But Welch, a financially-strapped single mother trying to provide for her two children when she started her career nearly 60(!) years ago, is made of sterner stuff, and she developed an endearing sense of humor about her screen goddess status. To Dick Cavett during a 1972 appearance on his late night talk show: “I’m surprised you didn’t introduce me as ‘Raquel Welch, and here they come.’”
Welch is new to TCM’s annual Summer Under the Stars celebration (and about time, too). The dozen films on tap illustrate her trajectory from starlet to screen icon. To spend 24 hours with Welch is to appreciate what a—wait for it—Fantastic Voyage her career has been.
She was born Jo Raquel Tejada in Chicago. Her father was a Bolivian immigrant, her mother American-born with family roots going back to the Mayflower. Her family moved to Southern California, where she pursued her show business aspirations. While in high school, she was a multi-beauty pageant winner (“Miss San Diego,” “Miss La Jolla,” “Miss Contour.”)

┄┄┄┄┄┄

* TASK STATEMENT
Answer these questions about the Raquel Welch text.
(a) In what city was Welch born?
(b) How many of her films are on tap for TCM's Summer Under the Stars?
(c) On whose late night talk show did she appear in 1972?

* Rows of box annotation data
┄┄┄┄┄┄

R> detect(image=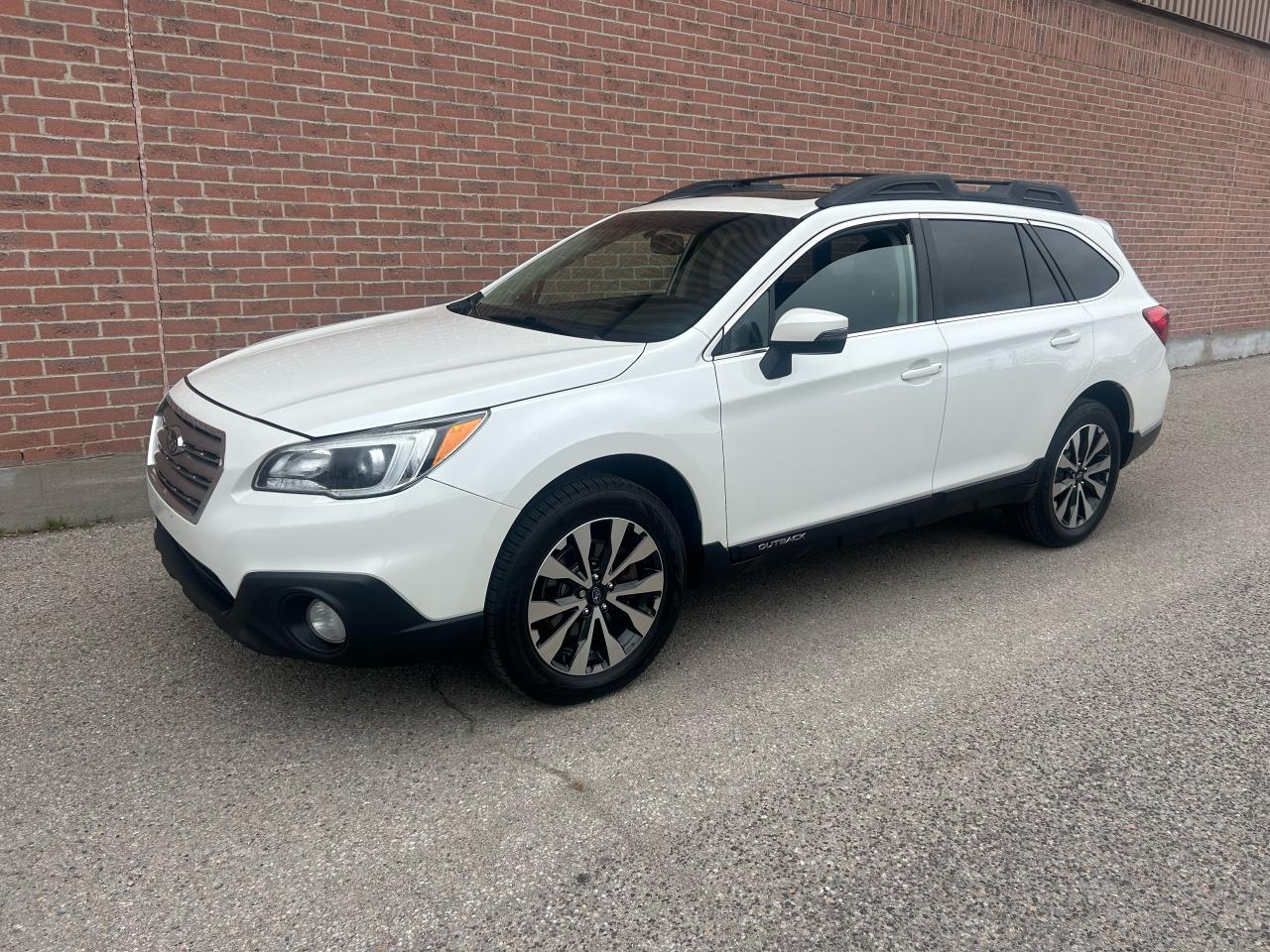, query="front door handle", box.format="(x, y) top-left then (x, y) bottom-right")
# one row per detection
(899, 363), (944, 380)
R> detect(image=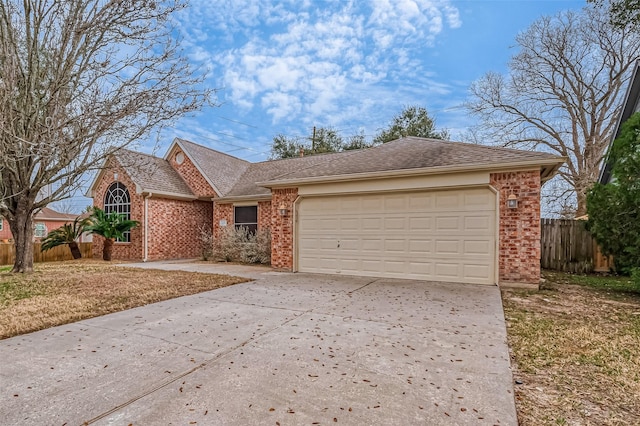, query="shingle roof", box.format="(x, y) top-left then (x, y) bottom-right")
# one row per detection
(35, 207), (78, 222)
(176, 138), (251, 197)
(226, 153), (344, 197)
(220, 137), (563, 197)
(262, 137), (563, 182)
(116, 149), (194, 197)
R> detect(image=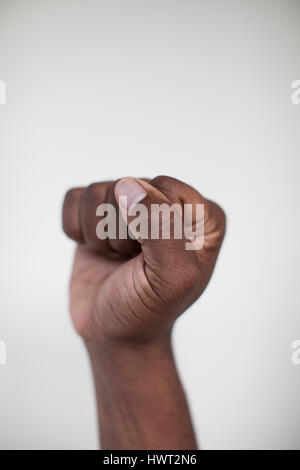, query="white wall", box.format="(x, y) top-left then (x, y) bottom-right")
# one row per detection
(0, 0), (300, 449)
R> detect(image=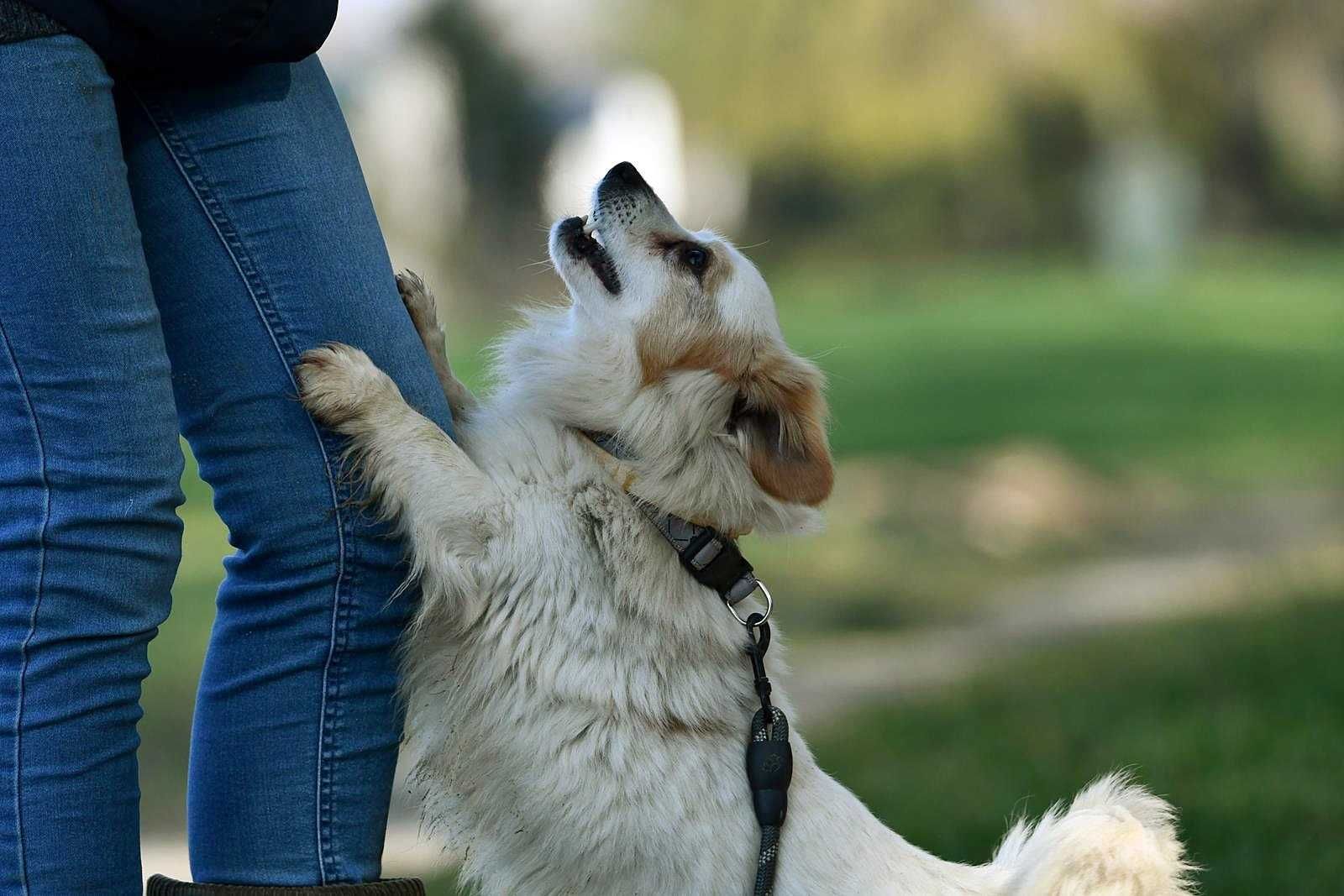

┄┄┄┄┄┄

* EXERCISE OUTPUT
(a) Chicago
(b) A dozen
(c) Dick Cavett's